The 2 copies occur if you want a portion of the bytevector to be
converted to a string. The current API requires you to copy to a
bytevector that's the length of the slice, and then convert that copy to
a string.

I've sent patches to guile-devel to address this issue (by extending
utf{8,16,32}->string) in the past, but those patches have not gotten any
attention yet.

Attaching them again here to (hopefully) revive them.


[-- Attachment #2: 0001-Allow-utf8-string-utf16-string-utf32-string-to-take-.patch --]
[-- Type: text/x-patch, Size: 12490 bytes --]

From c6be127b4818d43a0244592c18a52de113d3ff08 Mon Sep 17 00:00:00 2001
From: Vijay Marupudi <vijay@vijaymarupudi.com>
Date: Thu, 20 Jan 2022 22:19:25 -0500
Subject: [PATCH 1/2] Allow utf8->string, utf16->string, utf32->string to take
 ranges

Added the following new functions, that behave like substring, but for
bytevector to string conversion.

scm_utf8_range_to_string (SCM, SCM, SCM);
scm_utf16_range_to_string (SCM, SCM, SCM, SCM);
scm_utf32_range_to_string (SCM, SCM, SCM, SCM);

* doc/ref/api-data.texi: Updated documentation to reflect new function
  and range constraints
* libguile/bytevectors.c: Added new function.
* libguile/bytevectors.h: Added new function declaration.
* test-suite/tests/bytevectors.test: Added tests for exceptions and
  behavior for edge cases
---
 doc/ref/api-data.texi             |  15 +++-
 libguile/bytevectors.c            | 144 +++++++++++++++++++++++-------
 libguile/bytevectors.h            |   3 +
 test-suite/tests/bytevectors.test |  37 ++++++++
 4 files changed, 164 insertions(+), 35 deletions(-)

diff --git a/doc/ref/api-data.texi b/doc/ref/api-data.texi
index b6c2c4d61..44b64454f 100644
--- a/doc/ref/api-data.texi
+++ b/doc/ref/api-data.texi
@@ -7139,16 +7139,25 @@ UTF-32 (aka. UCS-4) encoding of @var{str}.  For UTF-16 and UTF-32,
 it defaults to big endian.

-------------------------

Problem
How many files does the patch post say were changed? The data after this point is separate material, unrelated to the patch post.

Given information
-------------------------

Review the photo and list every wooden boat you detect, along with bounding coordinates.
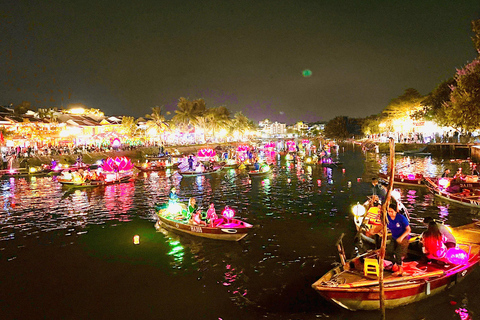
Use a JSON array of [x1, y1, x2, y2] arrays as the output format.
[[312, 222, 480, 310], [248, 166, 272, 178], [0, 167, 58, 179], [135, 161, 178, 172], [425, 178, 480, 207], [178, 166, 223, 177], [318, 159, 343, 168], [403, 147, 432, 157], [57, 171, 133, 188], [57, 157, 133, 188], [352, 197, 410, 244], [155, 206, 252, 241], [378, 172, 425, 187]]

-------------------------

Expected answer
Four files were changed.